▸ **Problem**
Reproduce all entries below verbatim. Skip the pictures.

▸ **Supplied material**
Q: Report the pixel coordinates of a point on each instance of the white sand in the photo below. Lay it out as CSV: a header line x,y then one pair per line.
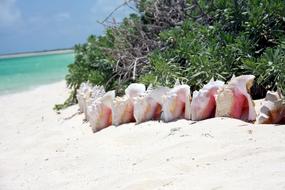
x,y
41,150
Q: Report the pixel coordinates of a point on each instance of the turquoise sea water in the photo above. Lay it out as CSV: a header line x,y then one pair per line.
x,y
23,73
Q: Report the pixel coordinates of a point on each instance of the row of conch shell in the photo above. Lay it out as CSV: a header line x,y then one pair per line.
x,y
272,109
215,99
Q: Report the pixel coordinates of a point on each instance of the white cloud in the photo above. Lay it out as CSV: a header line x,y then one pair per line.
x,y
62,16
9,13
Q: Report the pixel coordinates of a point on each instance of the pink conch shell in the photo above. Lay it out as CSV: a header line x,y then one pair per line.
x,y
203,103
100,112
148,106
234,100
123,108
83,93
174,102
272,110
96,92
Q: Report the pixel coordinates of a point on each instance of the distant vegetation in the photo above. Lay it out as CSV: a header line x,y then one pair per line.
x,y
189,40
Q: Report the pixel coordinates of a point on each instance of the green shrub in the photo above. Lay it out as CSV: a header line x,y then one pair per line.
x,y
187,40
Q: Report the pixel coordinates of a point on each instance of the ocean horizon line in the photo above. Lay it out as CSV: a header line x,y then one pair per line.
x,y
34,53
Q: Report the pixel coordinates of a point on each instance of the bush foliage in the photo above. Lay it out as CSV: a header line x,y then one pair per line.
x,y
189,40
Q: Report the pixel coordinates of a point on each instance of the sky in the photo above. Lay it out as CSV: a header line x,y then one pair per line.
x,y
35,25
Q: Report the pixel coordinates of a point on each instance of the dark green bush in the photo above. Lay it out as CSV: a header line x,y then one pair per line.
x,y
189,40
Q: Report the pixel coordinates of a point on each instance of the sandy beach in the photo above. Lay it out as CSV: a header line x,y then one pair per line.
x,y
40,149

▸ **Reply to the task**
Q: Report the pixel coordinates of a point on each instance of the white sand in the photo below. Lay it out as CSV: a header line x,y then one pair per line.
x,y
41,150
Q: Report the pixel coordinates of a point on each instance of the turquoise sea water in the photo above. Lay it out as CSV: a header line x,y then one pair per line.
x,y
23,73
Q: Report the pixel coordinates of a point on each instance of the row of conch shell in the photo above. Lay it out as CSV: a header line x,y then one pair per line.
x,y
272,109
215,99
Q: Report the pixel coordinates of a point on each instance of the white cloud in the photo above. Lay it out as CSV: a header line x,y then one pair per line.
x,y
62,16
9,13
Q: Report the pixel coordinates of a point on each instance of the pink conch shell in the photo above. Lay it out as CSV: a header line x,y then one pair per line.
x,y
203,103
100,112
148,106
234,100
123,108
83,93
174,102
272,110
96,92
Q: Report the pixel coordinates of a point on each instance of the distant vegetation in the photo above. Lay it out as CSV: a header line x,y then one pair per line.
x,y
189,40
Q: Report the pixel coordinates of a point on each instance of the green shrub in the photo above. Lay it out as CSV: a header line x,y then one pair per line.
x,y
187,40
Q: Report the pixel coordinates of a point on each instance of the ocean horizon line in the photo above. Lay it out as CSV: a header line x,y then one pair per line.
x,y
34,53
Q: Report the pixel coordinates of a point on each instance of the bush foliage in the photo above. Lay it out as CSV: a header line x,y then one pair per line.
x,y
189,40
Q: Report the pixel coordinates of a point on each instance of the sky in the photo above. Lay it out as CSV: a header line x,y then one pair per line.
x,y
35,25
Q: Report the pixel coordinates of a point on each instance of the dark green bush in the photo above. Lay it out as CSV: a header line x,y then one pair per line.
x,y
189,40
Q: Report the pixel coordinates of a point on each instance of the sandy beach in the photo above. Lay it out as CSV: a header line x,y then one pair per line.
x,y
40,149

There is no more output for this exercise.